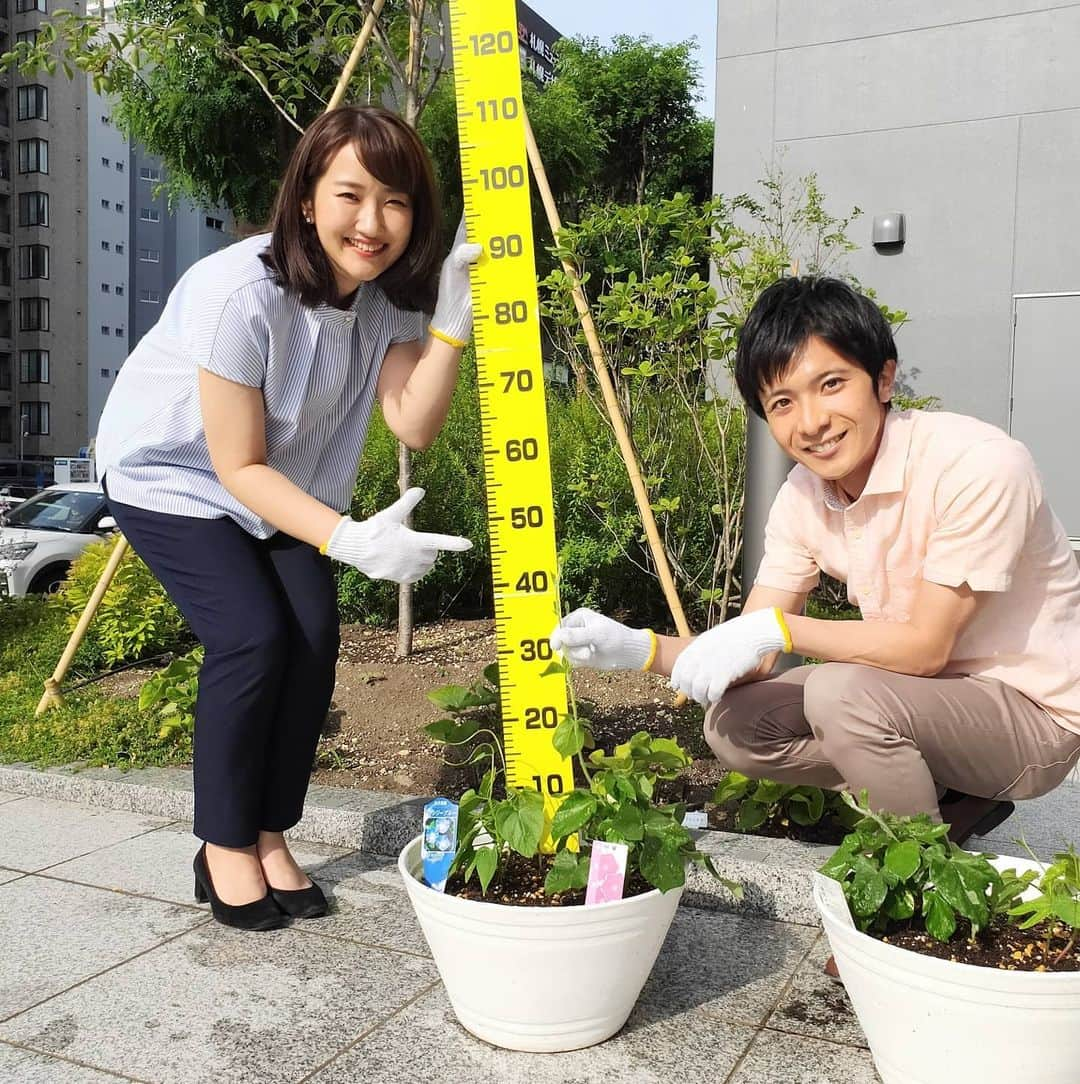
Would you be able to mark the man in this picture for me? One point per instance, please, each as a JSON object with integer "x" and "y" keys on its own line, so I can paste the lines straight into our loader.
{"x": 963, "y": 672}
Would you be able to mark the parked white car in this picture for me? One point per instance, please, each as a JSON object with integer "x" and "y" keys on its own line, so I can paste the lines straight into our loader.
{"x": 41, "y": 536}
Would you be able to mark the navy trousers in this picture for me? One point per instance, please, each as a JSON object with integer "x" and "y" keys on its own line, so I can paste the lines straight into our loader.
{"x": 266, "y": 613}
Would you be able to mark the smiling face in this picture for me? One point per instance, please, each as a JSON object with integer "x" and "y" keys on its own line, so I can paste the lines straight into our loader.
{"x": 826, "y": 414}
{"x": 363, "y": 226}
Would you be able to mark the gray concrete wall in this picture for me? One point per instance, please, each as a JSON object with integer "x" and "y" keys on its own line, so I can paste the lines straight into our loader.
{"x": 962, "y": 114}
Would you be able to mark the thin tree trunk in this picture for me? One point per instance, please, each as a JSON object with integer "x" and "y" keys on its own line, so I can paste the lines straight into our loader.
{"x": 413, "y": 67}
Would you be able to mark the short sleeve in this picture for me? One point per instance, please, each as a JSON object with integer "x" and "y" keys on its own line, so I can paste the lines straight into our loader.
{"x": 985, "y": 504}
{"x": 787, "y": 564}
{"x": 235, "y": 344}
{"x": 406, "y": 326}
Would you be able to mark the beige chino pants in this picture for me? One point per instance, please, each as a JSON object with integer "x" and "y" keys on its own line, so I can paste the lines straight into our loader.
{"x": 844, "y": 725}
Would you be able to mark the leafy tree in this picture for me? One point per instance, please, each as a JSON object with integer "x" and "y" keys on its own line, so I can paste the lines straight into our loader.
{"x": 641, "y": 98}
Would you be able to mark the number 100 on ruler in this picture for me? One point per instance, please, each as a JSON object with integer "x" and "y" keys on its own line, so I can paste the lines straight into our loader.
{"x": 513, "y": 416}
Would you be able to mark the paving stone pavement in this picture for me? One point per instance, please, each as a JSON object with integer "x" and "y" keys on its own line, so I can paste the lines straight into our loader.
{"x": 110, "y": 971}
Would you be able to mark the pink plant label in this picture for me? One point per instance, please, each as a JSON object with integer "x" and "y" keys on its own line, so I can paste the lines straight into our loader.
{"x": 607, "y": 869}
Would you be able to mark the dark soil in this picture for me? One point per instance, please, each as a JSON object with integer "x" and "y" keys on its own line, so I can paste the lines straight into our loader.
{"x": 519, "y": 882}
{"x": 1000, "y": 945}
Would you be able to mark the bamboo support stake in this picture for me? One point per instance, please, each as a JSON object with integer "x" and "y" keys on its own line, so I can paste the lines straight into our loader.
{"x": 358, "y": 48}
{"x": 52, "y": 697}
{"x": 607, "y": 389}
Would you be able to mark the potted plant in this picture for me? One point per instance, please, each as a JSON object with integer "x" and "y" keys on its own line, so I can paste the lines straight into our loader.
{"x": 525, "y": 964}
{"x": 960, "y": 966}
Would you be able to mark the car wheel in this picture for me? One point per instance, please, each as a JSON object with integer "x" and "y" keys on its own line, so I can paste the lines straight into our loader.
{"x": 49, "y": 580}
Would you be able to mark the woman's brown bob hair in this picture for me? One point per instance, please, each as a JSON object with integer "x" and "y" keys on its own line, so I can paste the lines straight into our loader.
{"x": 391, "y": 152}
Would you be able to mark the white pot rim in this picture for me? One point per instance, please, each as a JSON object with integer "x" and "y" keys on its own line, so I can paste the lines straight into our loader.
{"x": 908, "y": 959}
{"x": 516, "y": 908}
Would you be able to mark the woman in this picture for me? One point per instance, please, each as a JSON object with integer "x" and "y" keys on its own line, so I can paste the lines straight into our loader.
{"x": 229, "y": 449}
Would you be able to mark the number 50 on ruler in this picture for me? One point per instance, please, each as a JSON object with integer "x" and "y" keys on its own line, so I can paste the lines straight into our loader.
{"x": 513, "y": 416}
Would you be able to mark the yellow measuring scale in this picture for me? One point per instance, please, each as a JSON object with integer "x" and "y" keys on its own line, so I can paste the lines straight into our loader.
{"x": 510, "y": 374}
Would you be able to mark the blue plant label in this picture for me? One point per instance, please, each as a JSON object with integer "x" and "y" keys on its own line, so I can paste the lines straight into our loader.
{"x": 439, "y": 841}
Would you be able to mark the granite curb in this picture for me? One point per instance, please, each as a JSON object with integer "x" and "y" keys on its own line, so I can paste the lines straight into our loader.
{"x": 775, "y": 874}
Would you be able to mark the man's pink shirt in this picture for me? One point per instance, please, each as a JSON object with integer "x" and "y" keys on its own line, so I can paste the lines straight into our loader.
{"x": 950, "y": 500}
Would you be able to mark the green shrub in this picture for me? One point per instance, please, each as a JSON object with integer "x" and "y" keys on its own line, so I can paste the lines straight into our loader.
{"x": 87, "y": 726}
{"x": 170, "y": 695}
{"x": 136, "y": 618}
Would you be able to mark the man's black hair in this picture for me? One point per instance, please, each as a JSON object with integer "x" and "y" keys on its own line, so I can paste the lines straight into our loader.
{"x": 789, "y": 312}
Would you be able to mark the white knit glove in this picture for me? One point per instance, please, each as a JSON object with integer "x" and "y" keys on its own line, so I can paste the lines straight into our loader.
{"x": 384, "y": 549}
{"x": 589, "y": 639}
{"x": 728, "y": 652}
{"x": 453, "y": 309}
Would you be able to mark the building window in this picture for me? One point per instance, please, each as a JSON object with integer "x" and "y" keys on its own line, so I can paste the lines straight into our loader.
{"x": 35, "y": 418}
{"x": 33, "y": 208}
{"x": 34, "y": 313}
{"x": 31, "y": 102}
{"x": 33, "y": 156}
{"x": 33, "y": 261}
{"x": 34, "y": 366}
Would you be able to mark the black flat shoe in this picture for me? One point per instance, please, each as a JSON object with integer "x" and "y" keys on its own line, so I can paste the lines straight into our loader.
{"x": 257, "y": 915}
{"x": 300, "y": 902}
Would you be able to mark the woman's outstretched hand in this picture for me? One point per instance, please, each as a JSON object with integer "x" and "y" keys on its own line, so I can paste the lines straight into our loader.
{"x": 384, "y": 549}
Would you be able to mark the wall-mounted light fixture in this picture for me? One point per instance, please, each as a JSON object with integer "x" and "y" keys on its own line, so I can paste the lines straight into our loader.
{"x": 889, "y": 232}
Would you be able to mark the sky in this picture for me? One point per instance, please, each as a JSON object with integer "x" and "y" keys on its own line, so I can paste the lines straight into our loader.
{"x": 664, "y": 21}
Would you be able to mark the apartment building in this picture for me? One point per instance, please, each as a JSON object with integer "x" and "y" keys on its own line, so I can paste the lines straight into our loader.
{"x": 89, "y": 250}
════════════════
The entire listing above is to be copied exactly, with all pictures omitted.

Would you be able to mark the man in this picture for me? One point per instance, please, each as a JSON object with integer "x" and "y" keys on its own line, so I can paste the lines straight into our loader.
{"x": 963, "y": 672}
Would you be able to mark the parked white car in this picture for me? One point per instance, please, each as a JSON object with integer "x" and "y" keys on its own line, so I can paste the lines straight into our loader.
{"x": 41, "y": 536}
Would you be able to mark the navy trousers in this picture for me? One point per instance, please, each as a JSON object with integer "x" and "y" keys on its own line, so I can paste the lines straight into our loader.
{"x": 266, "y": 613}
Would you be able to mark the smiling face in this picture for me? One point per instance, please, each as a JSON object with integer "x" and "y" keys on its own line, so I can paste the lines straight into our loader.
{"x": 826, "y": 414}
{"x": 363, "y": 226}
Would you be able to mark the gray concrete wall in this picture for me? One point per instance, please, each as a JSON object with integer "x" and "y" keys on its own line, so I can paste the lines straight into our loader.
{"x": 962, "y": 114}
Would you be able to mark the thin tree trunk in this picture for me? One point per instance, please, each as a JSON object with integer "x" and "y" keys on its own line, so I can paste the lines straight into our loader.
{"x": 413, "y": 67}
Would you be able to mark the short sleeve in this picture for me? One point per instance, please, each as a JSON object with integer "x" and "y" keys on its own line, so I can paste the lines straight into our loader.
{"x": 985, "y": 504}
{"x": 787, "y": 564}
{"x": 235, "y": 344}
{"x": 406, "y": 326}
Would you be able to mark the beige chino pants in this picture for me? One point per instance, please, each as a JSON object with integer "x" and "y" keys on its own line, so I can paste the lines straight into our loader.
{"x": 844, "y": 725}
Would you be able to mark the leafy tree in this picture for me? One point per instance, please, each as a JSON object with integer "x" and "y" keys on its own line, so I can paste the lines straight into our loader.
{"x": 641, "y": 98}
Would you be able to mark the number 100 on ruler in this picture for me? One point per instance, please, each as a JSON object with integer "x" and "y" keys on its own line, so I can paste the lines straight into our loader.
{"x": 513, "y": 416}
Would you be able to mark the paving stone pavement in this picture for me? One point per instance, please, each as a JSON object with integer "x" and "y" keys on its own line, so I can paste the lines straight into our loader.
{"x": 110, "y": 971}
Would you be able to mark the pink plant label in this picture for me? One point per instance, please, each as a JSON object with integer "x" and "y" keys on its own line, so I can paste the lines straight into our loader.
{"x": 607, "y": 869}
Would you be able to mark the dark soil in this picture for me? One point per instance, please, each as a JSON object with integer "x" and "y" keys on its own line, so I can paste the lines straight into our loader.
{"x": 519, "y": 882}
{"x": 1000, "y": 945}
Would you be able to mark the bamboo support stake in this picture for me? One point per instance, please, each as a JSON object with integer "x" and "y" keys on its own line, so I can paste the lines straight into our loader.
{"x": 358, "y": 48}
{"x": 52, "y": 697}
{"x": 607, "y": 389}
Would you be able to mark the potted plant in this picture for me? One point per instance, please, each as a JSON object with integer "x" and "y" keys on its own line, so I can paste the lines straight into our loader.
{"x": 525, "y": 964}
{"x": 960, "y": 966}
Would you be able to mark the car wheel in this picture for me? One point per instance, please, each as a JSON object with integer "x" and "y" keys on its own line, so I can paste the lines straight into our loader.
{"x": 49, "y": 580}
Would you be able to mark the woman's brown bob hair in this picture for me? One point per instance, please, each as a JSON object with integer "x" and "y" keys on its own line, so I can paste the lines straight into our loader.
{"x": 391, "y": 152}
Would you be able to mark the white pot rim in this picture for me? One point per instance, please, each as a JSON object with integer "x" and "y" keys on its own line, so I can paste the lines straight into our loader.
{"x": 908, "y": 959}
{"x": 516, "y": 908}
Would you be able to mark the woman in this picture for me? One point per instance, please, each as a JSON object with integer "x" and "y" keys on its own line, so I can paste the lines straight into our loader.
{"x": 229, "y": 449}
Would you be able to mark the number 50 on ruler in this picture for me? One point per instance, please, each as a JSON object with integer "x" and "y" keys on its own line, so I can paste the lines straight into our loader.
{"x": 513, "y": 416}
Would you be able to mark the yellow measuring scale in this picture for me? One point per instance, please, each as a JSON object with integer "x" and "y" keys on its own line, so I can paste the lines straight into our loader.
{"x": 510, "y": 374}
Would you be able to mark the blue plant label in this picture for me? One point per instance, please, each as a JSON object with integer "x" and "y" keys on its own line, so I can paste the lines straight into our loader.
{"x": 439, "y": 841}
Would you be able to mark the granite curb in this picture for me? One point per instance, please, each as a JSON object with integer "x" and "y" keys on its own line, so I can paste the lines straight into our loader.
{"x": 775, "y": 874}
Would you be able to mark the man's pink shirt in this picture for me? One point per instance, please, each as a JSON object with integer "x" and "y" keys on its own line, so I can paste the lines straight into our loader.
{"x": 950, "y": 500}
Would you be able to mark the green shrub in this picture for me? One point per instance, please, each as a JSON object with integer "x" and "y" keys on its own line, so I can paste the lines straight into our loader.
{"x": 87, "y": 726}
{"x": 170, "y": 695}
{"x": 136, "y": 618}
Would you be able to mark the man's black hair in this picture for me? One point per instance, please, each as a JSON object with integer "x" and "y" keys on its own line, so I can paste the lines straight into our loader.
{"x": 789, "y": 312}
Would you be able to mark the white knit glove in this picture for me? One point per instance, please, each as a JSON object with integer "x" and "y" keys on its own line, so I can paste the lines straight into our loader.
{"x": 384, "y": 549}
{"x": 589, "y": 639}
{"x": 728, "y": 652}
{"x": 453, "y": 309}
Would you be able to mark the building window in this picture for me? One point per instance, please, each as a JSON object with integer "x" and "y" keys on its own line, so I can paste the lines straight into our loader.
{"x": 35, "y": 418}
{"x": 33, "y": 208}
{"x": 34, "y": 313}
{"x": 31, "y": 102}
{"x": 33, "y": 156}
{"x": 33, "y": 261}
{"x": 34, "y": 366}
Would you be able to mark the black flat shoe in this picture for me? One point per instance, please, each as a JSON object with integer "x" and "y" keys on its own line, so I can paste the lines straight into our loader.
{"x": 257, "y": 915}
{"x": 300, "y": 902}
Would you be able to mark the woman's outstretched hand in this picture for me? One point per instance, please, each as a JSON object with integer "x" and "y" keys on its own line, so I can paste the lines straight into our loader.
{"x": 384, "y": 549}
Would you be able to mark the wall-mounted light fixture in this picture for me? One point per instance, please, each as a JSON object with integer "x" and "y" keys on its own line, so I can paste the lines straight into our loader.
{"x": 889, "y": 232}
Would you be able to mark the sky in this picture for me? One point per instance, please, each as a JSON object with integer "x" and "y" keys on its own line, so I can paste the lines straight into our loader.
{"x": 664, "y": 21}
Would you be able to mark the apartment building in this picture for me? One point per instance, please, each as a JSON object with integer "x" and "y" keys on its own line, so I can paste the lines straight into our loader.
{"x": 89, "y": 250}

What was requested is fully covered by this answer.